**TASK REQUIREMENTS**. Whatever the records hold, copy it exactly and completely.

**Referring expression pointing data**.

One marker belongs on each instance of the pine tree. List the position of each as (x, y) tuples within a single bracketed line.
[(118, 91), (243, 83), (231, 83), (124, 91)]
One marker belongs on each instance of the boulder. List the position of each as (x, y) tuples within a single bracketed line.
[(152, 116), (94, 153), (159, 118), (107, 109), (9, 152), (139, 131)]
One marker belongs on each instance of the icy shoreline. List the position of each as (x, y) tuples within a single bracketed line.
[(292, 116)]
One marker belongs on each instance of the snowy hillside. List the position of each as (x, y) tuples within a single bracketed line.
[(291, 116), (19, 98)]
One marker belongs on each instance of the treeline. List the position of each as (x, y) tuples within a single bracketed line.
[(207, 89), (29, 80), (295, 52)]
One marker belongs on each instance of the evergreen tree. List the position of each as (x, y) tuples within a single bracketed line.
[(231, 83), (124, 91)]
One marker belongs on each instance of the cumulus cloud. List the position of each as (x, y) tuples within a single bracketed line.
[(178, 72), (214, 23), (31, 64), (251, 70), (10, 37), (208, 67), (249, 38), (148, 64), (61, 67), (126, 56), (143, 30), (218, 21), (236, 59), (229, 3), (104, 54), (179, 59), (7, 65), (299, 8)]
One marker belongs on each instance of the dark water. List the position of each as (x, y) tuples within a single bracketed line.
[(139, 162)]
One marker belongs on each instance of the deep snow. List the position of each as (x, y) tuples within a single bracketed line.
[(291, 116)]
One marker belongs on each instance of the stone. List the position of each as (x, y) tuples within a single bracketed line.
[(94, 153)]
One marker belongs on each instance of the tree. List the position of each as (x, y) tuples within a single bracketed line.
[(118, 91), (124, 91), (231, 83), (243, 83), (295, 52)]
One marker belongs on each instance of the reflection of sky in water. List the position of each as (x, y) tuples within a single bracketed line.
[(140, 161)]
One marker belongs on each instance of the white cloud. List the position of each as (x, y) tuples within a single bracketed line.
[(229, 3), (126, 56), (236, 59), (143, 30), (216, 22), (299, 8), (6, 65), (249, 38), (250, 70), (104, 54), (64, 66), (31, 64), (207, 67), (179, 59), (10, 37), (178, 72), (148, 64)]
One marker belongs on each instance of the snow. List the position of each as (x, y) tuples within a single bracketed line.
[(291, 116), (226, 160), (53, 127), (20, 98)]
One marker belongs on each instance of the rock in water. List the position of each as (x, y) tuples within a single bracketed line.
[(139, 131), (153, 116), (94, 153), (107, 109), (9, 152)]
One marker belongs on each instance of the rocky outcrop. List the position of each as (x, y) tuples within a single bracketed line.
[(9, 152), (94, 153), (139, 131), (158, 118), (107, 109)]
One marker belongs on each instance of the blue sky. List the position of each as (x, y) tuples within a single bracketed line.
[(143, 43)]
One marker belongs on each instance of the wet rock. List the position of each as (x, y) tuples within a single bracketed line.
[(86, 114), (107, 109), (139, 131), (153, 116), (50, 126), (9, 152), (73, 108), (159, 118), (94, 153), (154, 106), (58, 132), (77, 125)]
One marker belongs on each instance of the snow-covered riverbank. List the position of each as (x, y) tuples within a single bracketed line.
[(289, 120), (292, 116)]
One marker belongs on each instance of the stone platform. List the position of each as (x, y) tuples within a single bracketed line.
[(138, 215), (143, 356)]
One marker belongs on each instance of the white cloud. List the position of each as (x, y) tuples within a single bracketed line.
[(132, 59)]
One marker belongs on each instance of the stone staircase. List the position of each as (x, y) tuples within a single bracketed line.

**EXERCISE RESPONSE**.
One marker belongs on each instance of the pine tree. List the position of each as (x, y) tuples within a single bracketed line.
[(118, 91), (243, 83), (231, 83), (124, 91)]
One marker belongs on each instance of the boulder. List the position of each as (x, y) tuples within a single bracketed line.
[(152, 116), (94, 153), (159, 118), (107, 109), (9, 152), (139, 131)]
One marker belongs on each instance of the icy shoreline. List the position of each as (x, y) tuples within a single bracketed line.
[(292, 116)]
One marker belongs on each instance of the snowy hillside. List the position of each as (x, y) tuples within a single bracketed line.
[(291, 116), (19, 98)]
One marker belongs on each instance of the treeline. List the position of each as (x, y) tuples within a single bracketed line.
[(207, 89), (29, 80), (295, 52)]
One marker belongs on each instance of the evergreen tree. List the position of each as (x, y) tuples within a single bracketed line.
[(231, 83), (124, 91)]
One marker belongs on each instance of the cumulus cloud. List the position of each as (x, y) tuples within a single bracketed line.
[(178, 72), (214, 23), (31, 64), (251, 70), (10, 37), (208, 67), (249, 38), (148, 64), (61, 67), (126, 56), (143, 30), (218, 21), (236, 59), (229, 3), (104, 54), (179, 59), (7, 65), (299, 8)]
One marker belongs on each instance of the dark water. List the position of each as (x, y) tuples within a single bracketed line.
[(139, 162)]
One marker belongs on each instance of the deep snow. List the position of each as (x, y) tuples within a single bracketed line.
[(291, 116)]
One marker belongs on each instance of the stone. List the position of each as (x, y) tuples within a single bracketed line.
[(94, 153)]
One marker belongs on each instance of the tree. List the position of each as (x, y) tuples within a single bracketed line.
[(118, 91), (124, 91), (231, 83), (243, 83), (295, 52)]
One marker belongs on each instance of the reflection of sky in water. List the position of each as (x, y) tuples within a single bracketed line.
[(140, 161)]
One marker belongs on each instance of the white cloud. List the position of each as (x, y) tuples within a single bracketed line.
[(229, 3), (126, 56), (236, 59), (143, 30), (216, 22), (299, 8), (6, 65), (249, 38), (250, 70), (104, 54), (64, 66), (31, 64), (207, 67), (179, 59), (10, 37), (178, 72), (148, 64)]
One marker belongs on each instance of the snow. List the position of each as (x, y) tuples within a single bracketed line.
[(291, 116), (226, 160), (53, 127), (20, 98)]
One marker belongs on each instance of the rock in water. List the position of each as (x, y) tuples within a single bracketed line.
[(139, 131), (153, 116), (94, 153), (107, 109), (9, 152)]
One marker belongs on each instance of the rocky outcrop. List the position of each as (x, y) tuples within a single bracketed line.
[(9, 152), (94, 153), (139, 131), (158, 118), (107, 109)]
One marker belongs on each instance of the blue sky. List the position of each as (x, y) tuples within a single bracketed line.
[(143, 43)]
One marker belongs on each instance of the wet rock. List the position of each as (x, y) tuples within a single bracketed line.
[(86, 114), (107, 109), (139, 131), (153, 116), (50, 126), (9, 152), (73, 108), (159, 118), (94, 153), (154, 106), (58, 132), (77, 125)]
One marker belongs on each instance of the snow-covered riverbank. List the position of each as (x, y) tuples within a single bracketed line.
[(289, 120), (292, 116)]
One marker belongs on each instance of the stone platform. List the position of each as (x, y) tuples within a single bracketed line.
[(138, 215), (143, 356)]
One marker belongs on each instance of the white cloud. List the position of each as (x, y) tuples within a single bracketed line.
[(132, 59)]
One marker belongs on each instance of the stone staircase. List the position of each as (x, y) tuples within a single bracketed line.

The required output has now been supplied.